EXERCISE PROMPT. Every record that follows must be set down word for word.
===== DATASET EXCERPTS
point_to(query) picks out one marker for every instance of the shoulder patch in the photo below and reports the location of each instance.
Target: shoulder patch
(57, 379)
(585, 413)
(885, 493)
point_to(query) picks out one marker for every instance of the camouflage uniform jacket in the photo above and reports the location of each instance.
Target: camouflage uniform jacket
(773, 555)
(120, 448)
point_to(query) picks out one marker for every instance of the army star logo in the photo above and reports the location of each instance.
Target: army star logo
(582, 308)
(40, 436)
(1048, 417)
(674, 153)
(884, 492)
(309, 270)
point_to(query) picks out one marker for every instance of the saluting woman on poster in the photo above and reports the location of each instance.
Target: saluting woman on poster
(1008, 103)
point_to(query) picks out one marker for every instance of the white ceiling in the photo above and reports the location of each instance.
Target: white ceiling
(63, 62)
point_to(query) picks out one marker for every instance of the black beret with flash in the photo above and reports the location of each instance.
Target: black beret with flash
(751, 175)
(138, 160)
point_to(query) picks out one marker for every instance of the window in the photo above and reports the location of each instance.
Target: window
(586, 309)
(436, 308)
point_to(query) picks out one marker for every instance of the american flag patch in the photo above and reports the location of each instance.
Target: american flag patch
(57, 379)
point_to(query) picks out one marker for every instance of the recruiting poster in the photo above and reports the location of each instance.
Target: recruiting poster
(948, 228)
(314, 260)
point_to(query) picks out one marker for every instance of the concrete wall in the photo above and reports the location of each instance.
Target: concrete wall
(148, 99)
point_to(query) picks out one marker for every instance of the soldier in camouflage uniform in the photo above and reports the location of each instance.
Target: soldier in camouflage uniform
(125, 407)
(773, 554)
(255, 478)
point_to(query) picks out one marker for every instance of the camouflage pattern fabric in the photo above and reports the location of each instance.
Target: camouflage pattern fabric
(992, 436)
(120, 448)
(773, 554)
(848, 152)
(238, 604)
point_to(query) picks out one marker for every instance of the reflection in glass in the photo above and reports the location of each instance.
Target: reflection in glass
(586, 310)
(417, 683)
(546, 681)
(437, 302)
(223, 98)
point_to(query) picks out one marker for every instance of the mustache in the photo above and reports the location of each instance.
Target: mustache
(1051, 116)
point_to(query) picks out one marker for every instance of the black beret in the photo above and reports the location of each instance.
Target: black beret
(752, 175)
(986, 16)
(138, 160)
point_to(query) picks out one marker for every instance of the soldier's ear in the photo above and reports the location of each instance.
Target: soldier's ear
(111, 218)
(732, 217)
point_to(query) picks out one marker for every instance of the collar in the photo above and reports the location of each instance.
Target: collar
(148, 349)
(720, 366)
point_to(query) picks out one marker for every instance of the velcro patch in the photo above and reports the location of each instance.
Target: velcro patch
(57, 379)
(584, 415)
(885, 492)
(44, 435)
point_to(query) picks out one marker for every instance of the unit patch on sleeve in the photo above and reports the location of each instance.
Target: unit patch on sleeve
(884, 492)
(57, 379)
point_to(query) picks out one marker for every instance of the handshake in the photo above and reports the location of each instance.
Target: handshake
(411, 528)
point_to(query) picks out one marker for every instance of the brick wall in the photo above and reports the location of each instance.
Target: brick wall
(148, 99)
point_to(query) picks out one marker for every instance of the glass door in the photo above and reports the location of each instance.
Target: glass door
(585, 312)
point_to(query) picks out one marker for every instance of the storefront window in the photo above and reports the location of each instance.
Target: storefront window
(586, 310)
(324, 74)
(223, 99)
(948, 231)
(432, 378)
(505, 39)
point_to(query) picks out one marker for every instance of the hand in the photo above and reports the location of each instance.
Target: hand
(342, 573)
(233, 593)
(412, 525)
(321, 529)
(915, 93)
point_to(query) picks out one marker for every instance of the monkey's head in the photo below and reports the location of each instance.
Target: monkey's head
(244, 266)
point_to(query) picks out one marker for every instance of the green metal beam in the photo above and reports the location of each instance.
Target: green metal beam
==========
EXPECTED ANSWER.
point_to(query) picks out one marker for every instance of the shoulder patch in the photo below and reports the location of each instance.
Target: shoulder patch
(57, 379)
(585, 413)
(885, 493)
point_to(query) picks out one marker for every instance of the camouflage uniform jacket in the photo above and reports the location of each instance.
Target: camouflage uniform jacket
(773, 555)
(120, 448)
point_to(query) picks out one marker for every instance of the army star logo in the photo above and reports the location of each instance.
Target: army star logo
(582, 308)
(40, 436)
(1048, 417)
(674, 153)
(884, 492)
(309, 270)
point_to(query) picks out one marker for every instance of the saluting woman on poster in the photo above and reports the location of each instance.
Target: saluting woman on poster
(1008, 103)
point_to(query) picks out one marker for every instance of the white ceiling in the photo above and reports the location of each instance.
Target: white ceiling
(63, 62)
point_to(query) picks out one marker for every instance of the black beret with flash in the photo above and reports the location of each instance.
Target: black beret with flash
(751, 175)
(138, 160)
point_to(query) picks out one marker for every instance of the window in the photo above and reports the location of each instance.
Target: window
(586, 309)
(436, 308)
point_to(query) picks out one marker for every instance of the american flag patch in the photo above and reports the location of each instance.
Target: american flag patch
(57, 379)
point_to(query) picks out one marker for every instance of the recruiting poster in the photo above and reports the location of each instance.
Target: recruiting poster
(948, 228)
(314, 260)
point_to(query) picks out one marker for every instance of the concrete wall in the photo above and reports the location of each instance.
Target: concrete wall
(148, 99)
point_to(query) picks out one marker for every instance of the soldier in camouflage uniform in the photo above and reports the location of each instance.
Target: soldier in camouflage uniform
(125, 407)
(773, 554)
(255, 478)
point_to(query) picks out one marker for every instance of the camouflage pattern fabric in the photo above and reports the location of each instance.
Target: camouflage pattern fabric
(992, 436)
(120, 448)
(773, 554)
(848, 152)
(238, 604)
point_to(query) picks out one marker for every instance of the reflection in glass in the photo above and reports the location of each instance.
Target: reflection in glass
(586, 310)
(417, 683)
(546, 681)
(437, 302)
(223, 98)
point_to(query) picks out one marker for every instance of the mustache in the photo above and reports the location of each instance.
Target: mustache
(1051, 116)
point_to(query) picks out one marker for every instance of the black beret in the photo above and reports the location of each instance.
Target: black beret
(752, 175)
(986, 16)
(138, 160)
point_to(query) picks out one marker for every instance of the soldier's ear in the photo above and reports the location of each instance.
Target: soldier's ear
(111, 218)
(732, 217)
point_to(query) picks out one marker for every instance of the collar in the photo above and reports the location of each instance.
Target: collar
(148, 349)
(720, 366)
point_to(query) picks out one marker for every instance of the velcro patch in the photo above and reports the location of each instance.
Target: velcro patch
(57, 379)
(584, 415)
(885, 492)
(44, 435)
point_to(query) picks out one marker for every instance of the unit patch on sleeve in the photo above and reports the location of each instance.
Target: unit patch on sleeve
(884, 492)
(57, 379)
point_to(query) picks out one marker for every instance of the handshake in the photo above and reports the location of each instance.
Target: handshake
(411, 528)
point_to(query) picks out one marker for every instance of the brick wall in the photo above and reports the location of each instance.
Target: brick wall
(148, 99)
point_to(query) picks out one marker for every instance of the glass door in the photo above and reports the location of each instance.
Target: glass door
(585, 312)
point_to(query) picks out one marker for every instance of the storefront window in the photo above and reports the location of each instance.
Target: storefront window
(586, 310)
(324, 74)
(223, 99)
(948, 231)
(432, 378)
(505, 39)
point_to(query) picks out one marker for every instance of the hand in the photo above and reports the location of each instance.
Target: hand
(342, 573)
(233, 593)
(412, 525)
(321, 529)
(915, 93)
point_to(query) picks out one marker for every instance of the monkey's head in the photo below and reports the location of each instance.
Target: monkey's head
(244, 266)
point_to(query) picks out one marker for every instance of the green metal beam in the photo above and reports the location of each instance.
Target: green metal beam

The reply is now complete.